From Kyle Hopkins at the Dena'ina Center --
Iditarod champion John Baker told the story of his historic win to hundreds of young people from villages around the state earlier today at the First Alaskans Elders and Youth Conference.
Baker, who is part Inupiaq and lives and trains in Kotzebue, this year shattered the Iditarod speed record by three hours. It was the 48-year-old Baker's 16th try at the race and his first victory.
He will deliver the keynote speech at the annual Alaska Federation of Natives convention beginning Thursday.
“I won’t pretend that living in rural Alaska isn’t difficult at times. It just means that we have to work a lot harder,” Baker told the youth delegates, who gave the musher a pair of standing ovations.
Afterward, the audience peppered Baker with questions about his dogs, his future in the sport and even how a proposed road to Nome might change the race. Here’s a sampling of the musher’s responses, edited for length and clarity:
Q. Now that you’ve won the Iditarod, do you have another dream?
A: This year I hadn’t thought past winning. I hadn’t thought past what happens once I crossed the finish line. Well, I realized, it wasn’t all about me. This life wasn’t all about me, me, me. There was other people involved. Other people had worked just as hard for me to win this race.
So I needed to get together with my family, friends and sponsors that make up team Baker and ask them what they think we should do. They didn’t hesitate. They said, ‘You are going to race.’
… My part in team Baker is running the dogs. So I’m going to race again and my dream is to win the Iditarod and break a new record this year.

--------------------------------------------------

Assignment 1: In the piece on John Baker's talk, on which attempt did Baker win the Iditarod?
Assignment 2: Continue the account of John Baker's talk to the youth conference from its last sentence.

--------------------------------------------------

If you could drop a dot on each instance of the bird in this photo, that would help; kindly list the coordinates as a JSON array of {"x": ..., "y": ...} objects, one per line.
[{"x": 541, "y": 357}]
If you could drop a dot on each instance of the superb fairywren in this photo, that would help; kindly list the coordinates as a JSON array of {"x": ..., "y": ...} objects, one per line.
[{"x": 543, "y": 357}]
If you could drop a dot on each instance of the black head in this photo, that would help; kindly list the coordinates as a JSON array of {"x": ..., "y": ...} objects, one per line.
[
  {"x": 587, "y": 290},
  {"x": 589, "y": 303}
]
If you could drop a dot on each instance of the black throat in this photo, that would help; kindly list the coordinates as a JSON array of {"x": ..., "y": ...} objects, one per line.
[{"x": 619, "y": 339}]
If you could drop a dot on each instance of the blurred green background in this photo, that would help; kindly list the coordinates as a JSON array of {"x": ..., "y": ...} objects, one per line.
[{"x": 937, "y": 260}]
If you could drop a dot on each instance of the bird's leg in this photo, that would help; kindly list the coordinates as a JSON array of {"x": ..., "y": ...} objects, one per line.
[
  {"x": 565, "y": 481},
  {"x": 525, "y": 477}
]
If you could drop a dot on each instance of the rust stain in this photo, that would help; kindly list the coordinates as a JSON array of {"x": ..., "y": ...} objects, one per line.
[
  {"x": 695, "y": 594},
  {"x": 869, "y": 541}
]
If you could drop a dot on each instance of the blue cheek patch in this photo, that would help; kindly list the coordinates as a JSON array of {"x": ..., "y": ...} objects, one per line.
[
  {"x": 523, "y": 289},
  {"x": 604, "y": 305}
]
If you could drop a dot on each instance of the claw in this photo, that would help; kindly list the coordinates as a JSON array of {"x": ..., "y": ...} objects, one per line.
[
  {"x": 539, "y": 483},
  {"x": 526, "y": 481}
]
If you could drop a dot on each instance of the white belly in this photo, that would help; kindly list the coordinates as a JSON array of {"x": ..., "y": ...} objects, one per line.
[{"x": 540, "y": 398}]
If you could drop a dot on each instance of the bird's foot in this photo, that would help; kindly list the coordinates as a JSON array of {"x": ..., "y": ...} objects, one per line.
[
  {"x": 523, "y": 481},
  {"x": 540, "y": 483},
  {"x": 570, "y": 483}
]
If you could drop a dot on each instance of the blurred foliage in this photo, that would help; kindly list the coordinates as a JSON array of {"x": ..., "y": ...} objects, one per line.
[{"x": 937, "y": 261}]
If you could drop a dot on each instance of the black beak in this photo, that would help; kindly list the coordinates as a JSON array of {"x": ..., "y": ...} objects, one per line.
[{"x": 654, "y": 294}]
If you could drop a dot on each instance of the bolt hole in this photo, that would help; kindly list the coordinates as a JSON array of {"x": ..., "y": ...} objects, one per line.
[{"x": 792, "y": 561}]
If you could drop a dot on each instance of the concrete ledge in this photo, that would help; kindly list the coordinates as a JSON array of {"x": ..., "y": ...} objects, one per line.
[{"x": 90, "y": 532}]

--------------------------------------------------

Answer section 1: He won on his 16th try.

Answer section 2:
Q. What was your favorite dog?
A. When you have 70 dogs, it’s sometimes hard to pick one. But, a lot of people talk about these dogs like they’re their children and I would hate to be picking favorite children.
There is a special dog. She’s on the cover of this (First Alaskans) magazine that we have here. And she was voted by the other mushers in this year’s Iditarod as the Golden Harness award winner. Her name is Velvet. And she’s a dog that nobody else has any success in hooking her up and running her. She just doesn’t want to do it. But she does it for me. And she does it faster than any dog has ever done it...
The command that I use for my dog team to get up and get ready goes something like this. (Makes a scratchy whisper over the microphone.)
That’s all that I do, whether I’m in Anchorage or in Unalakleet. And the reason I use a small command like that, and a quiet command, is that I want the dogs listening to me … I don’t want them listening to anybody else. I want them always looking to me, listening to me, so I speak quietly.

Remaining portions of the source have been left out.